(The exercise) Revise every item below by replacing "MUST" with "SHALL" and leaving all other wording unchanged. Omit the pictures from the revised version.

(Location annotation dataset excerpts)
^^^^

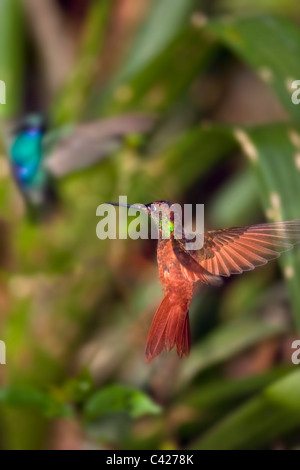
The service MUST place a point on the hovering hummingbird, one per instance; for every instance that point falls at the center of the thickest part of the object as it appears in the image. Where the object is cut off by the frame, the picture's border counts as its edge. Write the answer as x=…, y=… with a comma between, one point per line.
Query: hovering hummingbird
x=38, y=157
x=225, y=252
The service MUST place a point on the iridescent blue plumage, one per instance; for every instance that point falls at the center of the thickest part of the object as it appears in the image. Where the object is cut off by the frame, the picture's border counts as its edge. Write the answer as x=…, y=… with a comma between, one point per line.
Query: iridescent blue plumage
x=38, y=158
x=26, y=154
x=27, y=162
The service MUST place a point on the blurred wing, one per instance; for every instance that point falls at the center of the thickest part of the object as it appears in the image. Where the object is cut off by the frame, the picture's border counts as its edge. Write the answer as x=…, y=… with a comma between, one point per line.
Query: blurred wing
x=190, y=266
x=238, y=249
x=86, y=144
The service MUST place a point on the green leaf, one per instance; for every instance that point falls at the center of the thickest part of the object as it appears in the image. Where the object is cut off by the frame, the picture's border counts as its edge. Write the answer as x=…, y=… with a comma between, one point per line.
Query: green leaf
x=273, y=153
x=32, y=398
x=165, y=19
x=227, y=341
x=119, y=398
x=269, y=45
x=164, y=80
x=71, y=101
x=269, y=416
x=11, y=55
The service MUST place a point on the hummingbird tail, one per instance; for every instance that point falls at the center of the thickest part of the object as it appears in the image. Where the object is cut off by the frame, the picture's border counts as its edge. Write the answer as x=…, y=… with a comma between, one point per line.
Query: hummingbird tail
x=170, y=327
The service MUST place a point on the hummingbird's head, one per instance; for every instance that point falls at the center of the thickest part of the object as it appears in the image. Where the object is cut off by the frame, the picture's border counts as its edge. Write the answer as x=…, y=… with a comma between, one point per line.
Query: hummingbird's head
x=32, y=124
x=161, y=212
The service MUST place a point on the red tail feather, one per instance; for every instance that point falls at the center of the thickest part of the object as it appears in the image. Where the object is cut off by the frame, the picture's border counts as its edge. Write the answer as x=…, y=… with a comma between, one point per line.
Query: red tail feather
x=170, y=327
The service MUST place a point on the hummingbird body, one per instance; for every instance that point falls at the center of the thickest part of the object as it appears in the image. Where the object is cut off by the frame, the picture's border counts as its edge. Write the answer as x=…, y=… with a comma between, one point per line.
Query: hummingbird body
x=26, y=158
x=225, y=252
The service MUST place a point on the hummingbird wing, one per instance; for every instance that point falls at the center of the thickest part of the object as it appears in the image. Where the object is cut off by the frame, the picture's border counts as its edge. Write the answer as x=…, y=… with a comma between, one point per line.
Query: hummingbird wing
x=85, y=144
x=192, y=269
x=237, y=249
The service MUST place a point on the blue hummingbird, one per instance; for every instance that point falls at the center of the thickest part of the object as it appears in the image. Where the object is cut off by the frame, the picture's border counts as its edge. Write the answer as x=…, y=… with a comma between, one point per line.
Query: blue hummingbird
x=38, y=157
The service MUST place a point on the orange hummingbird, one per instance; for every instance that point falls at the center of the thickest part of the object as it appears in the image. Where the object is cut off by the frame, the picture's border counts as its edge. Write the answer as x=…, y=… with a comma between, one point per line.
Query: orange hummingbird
x=224, y=252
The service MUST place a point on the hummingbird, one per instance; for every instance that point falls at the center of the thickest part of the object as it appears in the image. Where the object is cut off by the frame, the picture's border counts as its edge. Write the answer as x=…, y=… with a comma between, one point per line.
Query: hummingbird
x=224, y=252
x=38, y=156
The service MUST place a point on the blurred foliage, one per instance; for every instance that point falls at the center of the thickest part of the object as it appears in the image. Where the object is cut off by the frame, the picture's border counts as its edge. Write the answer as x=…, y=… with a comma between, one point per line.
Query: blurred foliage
x=76, y=310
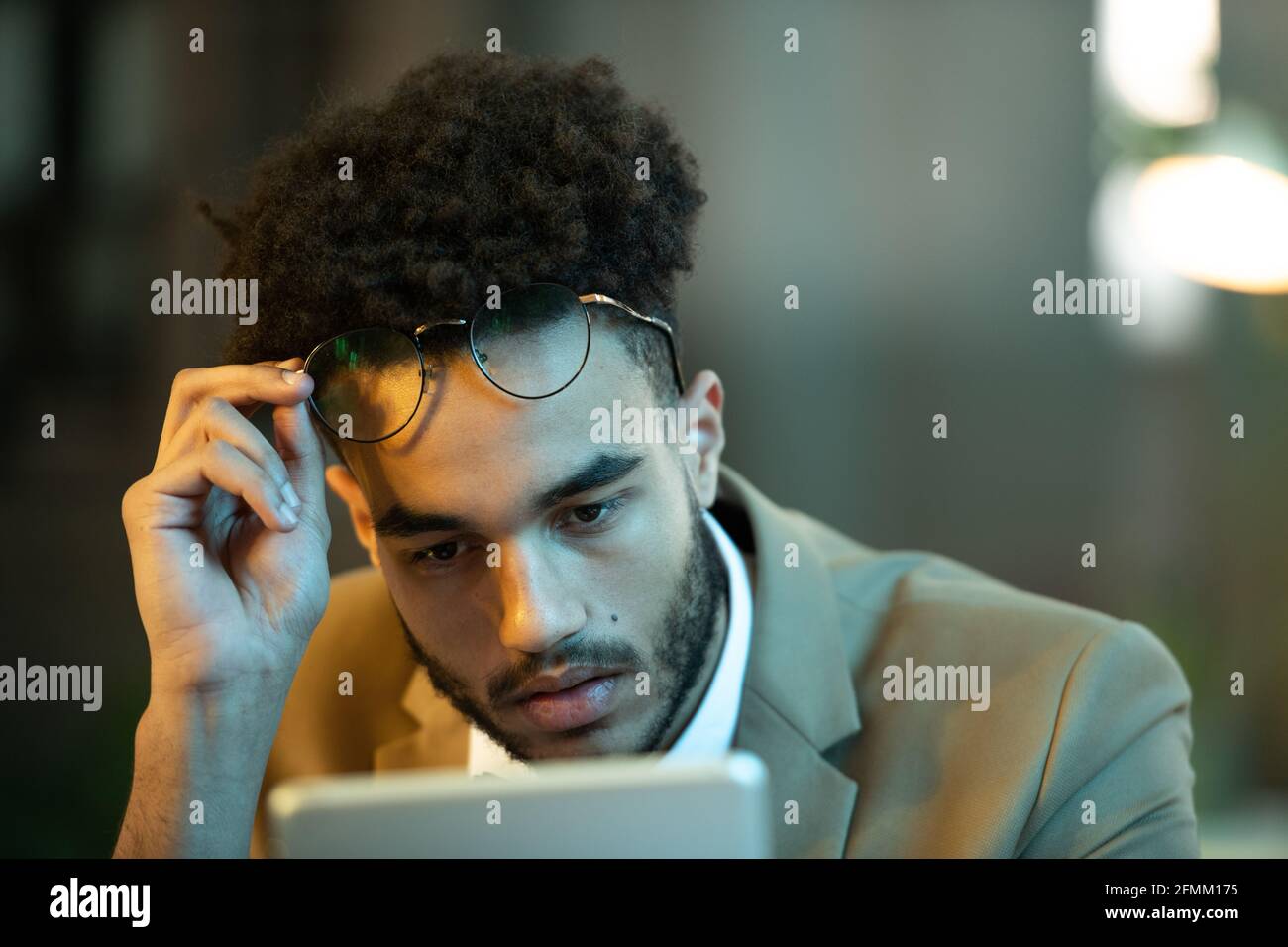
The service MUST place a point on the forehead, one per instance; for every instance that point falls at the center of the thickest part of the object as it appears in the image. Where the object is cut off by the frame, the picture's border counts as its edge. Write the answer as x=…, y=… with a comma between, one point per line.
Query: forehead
x=475, y=449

^^^^

(Answer to the exercise)
The service SHALL place a point on the hovering hummingbird, one per instance; for every instance that point falls at the center of the thickest part of the object as it appears in the image. Where the object is cut off by the frame, the picture's border counts as its edge. Write the answer as x=…, y=… with a comma between, one point per line.
Query: hovering hummingbird
x=38, y=157
x=225, y=252
The service SHALL place a point on the iridescent blue plumage, one per instance; for every instance that point falls at the center of the thickest part of the object as it appears in the image. Where the object is cut off by the frame, the picture's border counts as its edge. Write the answer as x=…, y=… with a comma between, one point per line.
Query: iridescent blue plumage
x=38, y=158
x=26, y=154
x=27, y=162
The service SHALL place a point on the blurred wing, one per instance; for every instance that point falls at the center of the thickest part of the object as it appears in the image. Where the object is cut off by the frame, the picture's border counts as its edge. Write the answer as x=…, y=… with a comma between, one point per line.
Query: blurred wing
x=190, y=266
x=238, y=249
x=86, y=144
The service SHALL place a point on the green leaf, one per instance; for every instance that point falls at the center of the thickest part of the object as it appears in the image. Where the object is cut off by the frame, the picture's border counts as its edge. Write the answer as x=…, y=… with a comma between, one point per line.
Query: green leaf
x=273, y=153
x=32, y=398
x=165, y=19
x=227, y=341
x=119, y=398
x=269, y=45
x=164, y=80
x=71, y=101
x=269, y=416
x=11, y=55
The service SHALL place a point on the hummingbird tail, one per instance; for every instance that point falls at the center of the thickest part of the object as it appears in the image. Where the object is cut off by the frame, the picture's border counts as its edge. Write the answer as x=…, y=… with a comma between, one point per line.
Query: hummingbird tail
x=170, y=327
The service SHALL place a point on the hummingbird's head, one per instance; for every instance that point falls at the center of the thickest part of the object as it appears in the image. Where the object is cut off by the frame, the picture's border counts as its edge. Write the answer as x=…, y=… with a comma between, one point per line.
Query: hummingbird's head
x=32, y=124
x=161, y=212
The service SHALL place a point on the red tail feather, one per instance; for every instance that point falls at the center of the thickest part of the object as it appears in the image. Where the object is cut off by the frame, the picture's border counts as its edge. Write the answer as x=…, y=… with a comma between, one point per line.
Query: red tail feather
x=170, y=327
The service SHALL place a point on the hummingbird body, one per instance; for every instance that point falls at the center of the thickest part of the object as it appears in the image. Where the object is cut off by the frame, the picture's border counts as its edge. Write the answer as x=…, y=… with a comma between, one point per line.
Query: hummingbird body
x=26, y=158
x=225, y=252
The service SHALL place a point on the hummingbird wing, one per instance; for every instance that point falls at the center of the thickest part of the object as it appears in the image. Where the object is cut off by the frame, the picture's border counts as its edge. Write the answer as x=…, y=… with a comma between, one point per line.
Query: hummingbird wing
x=85, y=144
x=192, y=269
x=237, y=249
The service SHALL place a point on the blue hummingbird, one per instance; for every instance that point falls at the center of the thickest part of the object as it appears in the image. Where the object is cut off by the frame, the picture's border counts as its edge. Write the answer as x=…, y=… with a comma between, one point per line.
Query: blue hummingbird
x=38, y=157
The service SHALL place a point on the orange hummingbird, one per instance; for every instance that point falls at the center of the thickest part of the object as it appears in the image. Where the object is cut off by the frame, the picture's border counts as its edge. Write the answer as x=…, y=… with a comma between, one point per line.
Query: orange hummingbird
x=224, y=252
The service SHALL place a point on the hummingbird, one per instance; for every instance that point falls at the center of the thickest part of the object as it appears in the image. Where the object is cut off by the frame, the picture's border counts as its edge. Write the answer as x=…, y=… with a comma between, one point per line.
Query: hummingbird
x=224, y=252
x=38, y=156
The service SHALL place a point on the blurred foliage, one per instance; for every instance that point falls at the center of the thickest part of the object as it appears in the image. Where the object is cut off by the frame, the picture's border counts as its edge. Write the answer as x=…, y=… with a comma between, one point per line.
Query: blurred foliage
x=76, y=310
The service SHALL place a point on the forehead, one per instance; for every instance that point falls at the center of the thickest part of the object as it appears in the image. Where the object is cut off by the frame, the picture's border counts as its edge. Write the answer as x=…, y=… with a comma between, one point per line.
Query: forehead
x=475, y=449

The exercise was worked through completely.